■ **PROBLEMS TO WORK ON**:
1) Answer these from the Crescent Beach Spring passage:
(a) How far off the northeast coast of Florida is the spring located?
(b) Which aquifer is in direct communication with the Atlantic Ocean at the spring?
(c) What three methods does the sampling effort at the spring use?
2) Carry the Crescent Beach Spring passage on past the point where it stops.

Re-examining the Submarine Spring off Crescent Beach, Florida

photo showing boil edge The submarine Crescent Beach Spring, off the NE coast of Florida, provides U.S. Geological Survey scientists with a unique opportunity to field-test a suite of techniques that address coastal oceanography, ground-water geochemistry, sedimentology, and geophysics. The discharge at Crescent Beach Spring is largely restricted to one well-defined vent area, and as a consequence, hydrogeologic controls between onshore recharge areas, regional hydraulic gradients, and spring discharge are more directly related than at other, more typical sites of diffuse submarine ground-water discharge.

Submarine ground-water discharge is generally a widespread, but disperse coastal feature that occurs wherever hydrogeologic gradients enable vertical ground-water transport offshore.  Most submarine ground-water discharge occurs as diffuse seepage and identifying discharge sites or quantifying flux rates across the sediment-water interface has proven difficult. In contrast, the submarine Crescent Beach Spring, located 4 km off the northeast coast of Florida (Fig. 1), represents a rare opportunity to examine submarine ground-water discharge because the discharge is large (greatly exceeds first order spring discharge) and is confined to one prominent solution feature. At Crescent Beach Spring the Miocene confining unit as well as Plio-Pleistocene and younger overburden has been eroded away, and the principal Eocene artesian aquifer is thus in direct communication with the Atlantic Ocean. There is a long history of anecdotal and observed submarine ground-water discharge at Crescent Beach Spring, and this flow does appear to respond quite rapidly to onshore precipitation.  Our sampling efforts at this spring are focussed on examining water transport processes and water sources for the spring using geochemical tracers, geophysical surveys, and vibra coring.

Figure 1. Site location map for Crescent Beach Spring and surrounding area.
(Click on image for larger version.)

■ **RECORDS SHOWN**:
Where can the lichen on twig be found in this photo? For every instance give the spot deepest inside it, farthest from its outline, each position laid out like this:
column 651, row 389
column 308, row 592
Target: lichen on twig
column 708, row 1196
* * *
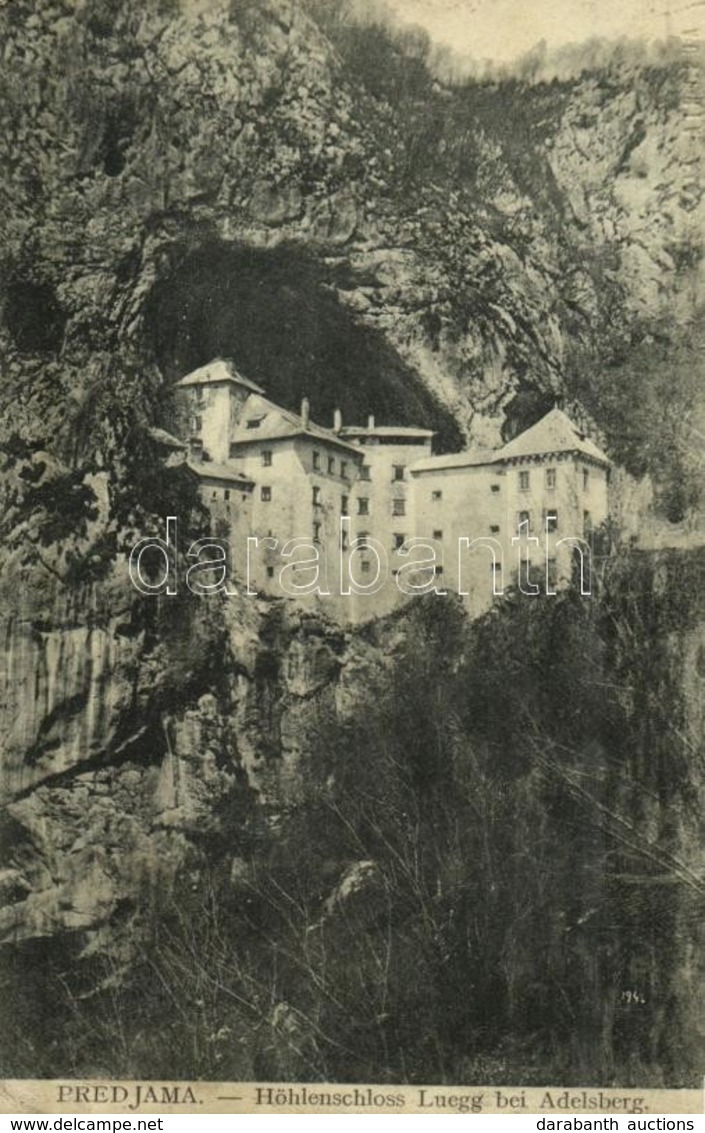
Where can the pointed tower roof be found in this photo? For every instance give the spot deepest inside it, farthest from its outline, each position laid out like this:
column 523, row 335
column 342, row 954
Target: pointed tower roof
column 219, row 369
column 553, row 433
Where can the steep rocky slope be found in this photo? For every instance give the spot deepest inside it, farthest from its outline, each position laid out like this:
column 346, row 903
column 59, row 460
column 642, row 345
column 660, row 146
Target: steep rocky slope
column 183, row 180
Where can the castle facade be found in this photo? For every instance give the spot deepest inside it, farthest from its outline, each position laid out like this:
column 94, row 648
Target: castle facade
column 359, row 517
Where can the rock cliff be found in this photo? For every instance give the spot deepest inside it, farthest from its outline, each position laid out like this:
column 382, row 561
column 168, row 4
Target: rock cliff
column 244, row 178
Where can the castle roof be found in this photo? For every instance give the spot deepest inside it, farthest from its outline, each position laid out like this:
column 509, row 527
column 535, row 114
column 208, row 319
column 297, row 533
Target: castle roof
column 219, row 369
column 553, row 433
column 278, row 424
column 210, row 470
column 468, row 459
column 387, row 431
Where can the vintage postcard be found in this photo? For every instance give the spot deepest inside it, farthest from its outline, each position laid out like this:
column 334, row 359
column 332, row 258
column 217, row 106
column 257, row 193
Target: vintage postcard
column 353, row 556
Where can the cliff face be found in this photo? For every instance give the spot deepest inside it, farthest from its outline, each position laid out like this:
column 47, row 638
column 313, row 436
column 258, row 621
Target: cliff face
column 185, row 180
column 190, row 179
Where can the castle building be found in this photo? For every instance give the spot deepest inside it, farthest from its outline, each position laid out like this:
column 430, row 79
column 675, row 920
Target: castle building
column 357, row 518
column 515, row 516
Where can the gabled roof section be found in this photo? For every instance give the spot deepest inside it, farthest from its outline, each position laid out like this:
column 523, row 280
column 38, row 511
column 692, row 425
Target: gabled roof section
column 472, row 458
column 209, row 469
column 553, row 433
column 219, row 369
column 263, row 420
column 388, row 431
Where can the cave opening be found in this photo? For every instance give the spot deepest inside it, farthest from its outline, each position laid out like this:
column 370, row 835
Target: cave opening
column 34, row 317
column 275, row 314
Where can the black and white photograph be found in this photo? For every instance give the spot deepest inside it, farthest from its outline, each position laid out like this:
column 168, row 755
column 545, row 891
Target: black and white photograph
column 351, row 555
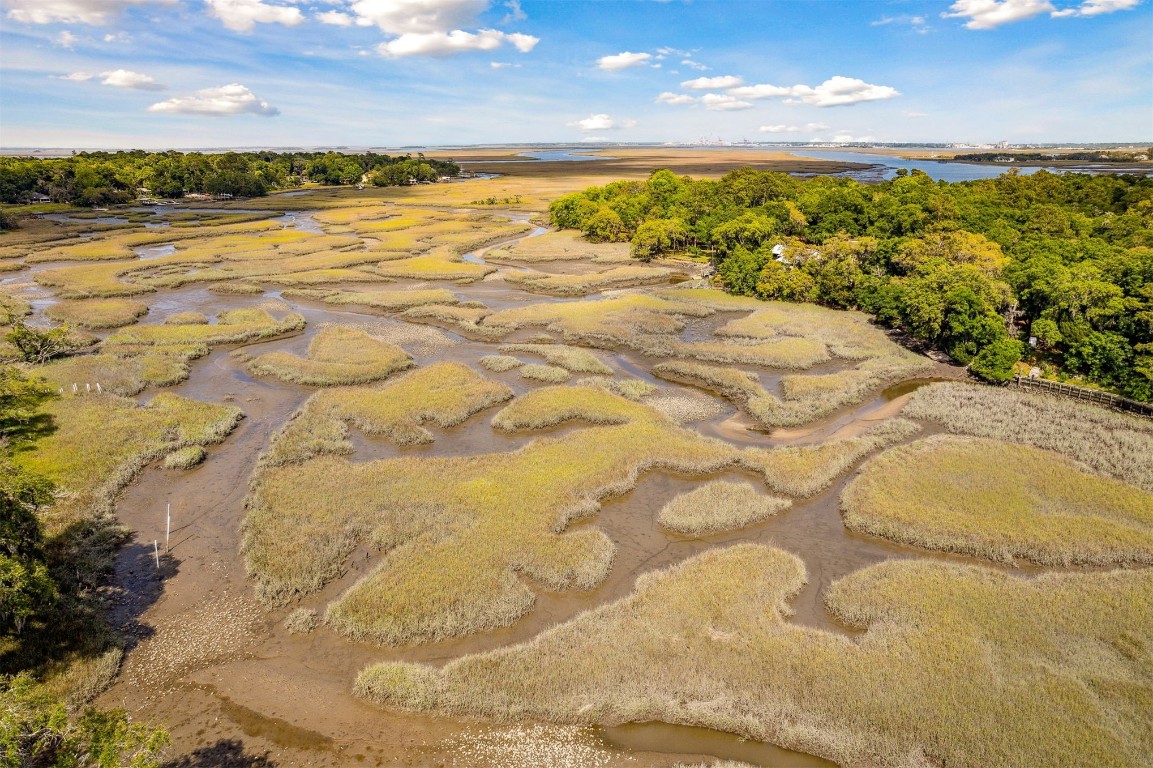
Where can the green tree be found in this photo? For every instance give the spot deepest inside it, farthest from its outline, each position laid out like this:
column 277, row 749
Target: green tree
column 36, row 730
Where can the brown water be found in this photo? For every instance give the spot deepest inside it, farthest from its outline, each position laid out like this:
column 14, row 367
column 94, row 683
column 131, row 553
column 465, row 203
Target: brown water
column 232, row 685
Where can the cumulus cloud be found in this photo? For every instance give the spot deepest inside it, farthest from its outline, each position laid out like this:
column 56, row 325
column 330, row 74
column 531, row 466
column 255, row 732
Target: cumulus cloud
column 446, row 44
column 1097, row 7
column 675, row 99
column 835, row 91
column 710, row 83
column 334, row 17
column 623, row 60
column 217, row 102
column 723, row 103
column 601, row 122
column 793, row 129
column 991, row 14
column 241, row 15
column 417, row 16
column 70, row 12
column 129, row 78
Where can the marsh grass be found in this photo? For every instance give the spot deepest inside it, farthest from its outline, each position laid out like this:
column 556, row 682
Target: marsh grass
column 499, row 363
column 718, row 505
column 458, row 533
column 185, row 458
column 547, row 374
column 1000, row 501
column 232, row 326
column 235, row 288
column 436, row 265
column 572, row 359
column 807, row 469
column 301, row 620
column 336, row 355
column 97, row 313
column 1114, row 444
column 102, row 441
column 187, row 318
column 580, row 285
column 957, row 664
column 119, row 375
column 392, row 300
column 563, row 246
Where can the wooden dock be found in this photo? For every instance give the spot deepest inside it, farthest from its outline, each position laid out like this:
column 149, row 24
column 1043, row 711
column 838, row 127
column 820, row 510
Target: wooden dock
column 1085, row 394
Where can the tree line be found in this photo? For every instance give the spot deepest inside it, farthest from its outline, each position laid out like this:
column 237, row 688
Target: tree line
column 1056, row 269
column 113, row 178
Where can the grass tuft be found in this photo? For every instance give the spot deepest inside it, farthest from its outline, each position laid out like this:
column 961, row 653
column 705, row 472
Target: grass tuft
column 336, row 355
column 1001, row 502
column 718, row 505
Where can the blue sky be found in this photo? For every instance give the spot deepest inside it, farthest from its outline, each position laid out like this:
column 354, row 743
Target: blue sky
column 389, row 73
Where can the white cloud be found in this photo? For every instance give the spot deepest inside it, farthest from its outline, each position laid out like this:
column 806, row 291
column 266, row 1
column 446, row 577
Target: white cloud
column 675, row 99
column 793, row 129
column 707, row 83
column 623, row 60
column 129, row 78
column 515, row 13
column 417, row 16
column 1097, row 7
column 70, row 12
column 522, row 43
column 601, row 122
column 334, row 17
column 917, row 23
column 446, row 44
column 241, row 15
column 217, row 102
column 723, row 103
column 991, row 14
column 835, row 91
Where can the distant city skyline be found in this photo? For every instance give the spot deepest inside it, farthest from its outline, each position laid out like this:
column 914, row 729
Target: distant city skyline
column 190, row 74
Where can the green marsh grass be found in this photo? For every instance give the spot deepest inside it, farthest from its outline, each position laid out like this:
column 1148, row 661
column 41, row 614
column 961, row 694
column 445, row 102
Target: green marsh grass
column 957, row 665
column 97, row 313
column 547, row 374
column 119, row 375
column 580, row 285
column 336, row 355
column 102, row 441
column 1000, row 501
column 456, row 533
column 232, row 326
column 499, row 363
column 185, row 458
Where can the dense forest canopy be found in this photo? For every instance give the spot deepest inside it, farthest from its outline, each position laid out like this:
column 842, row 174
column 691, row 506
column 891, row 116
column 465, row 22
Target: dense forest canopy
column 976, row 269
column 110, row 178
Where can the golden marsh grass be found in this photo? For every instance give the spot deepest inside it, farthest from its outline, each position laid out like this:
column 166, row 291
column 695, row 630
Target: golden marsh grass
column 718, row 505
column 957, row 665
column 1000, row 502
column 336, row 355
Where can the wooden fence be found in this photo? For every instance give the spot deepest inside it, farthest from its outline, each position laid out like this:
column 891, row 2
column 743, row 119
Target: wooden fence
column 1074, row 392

■ **RESPONSES BY TASK**:
1)
(a) 4 km.
(b) The principal Eocene artesian aquifer.
(c) Geochemical tracers, geophysical surveys, and vibra coring.

2)
There has been an active interest in Crescent Beach Spring that spans more than 100 years.  The U.S. Coastal Survey produced the first detailed bathymetric chart of Crescent Beach Spring and surroundings in 1875.  Pioneering efforts in defining the underlying geologic framework and hydrogeologic controls at Crescent Beach Spring were first introduced by Stringfield and Cooper (1951) and Brooks (1961).  Manheim╠s (1967) discoveries of freshened interstitial waters as far as 120 km off the coast of Florida further suggest the occurrence of distal discharge zones that appear to be associated with Eocene outcrops, fractures or dissolution features.  These early works recognized potential recharge areas for widespread coastal submarine discharge but also realized the complexity in defining flow paths in highly permeable karstic terrain.  In more recent years, USGS scientists have incorporated the area surrounding Crescent Beach Spring into a high-resolution seismic survey of select coastlines of Atlantic Coastal Plain states.  Results from these surveys served as the impetus for renewed hydrogeochemistry research efforts at Crescent Beach Spring.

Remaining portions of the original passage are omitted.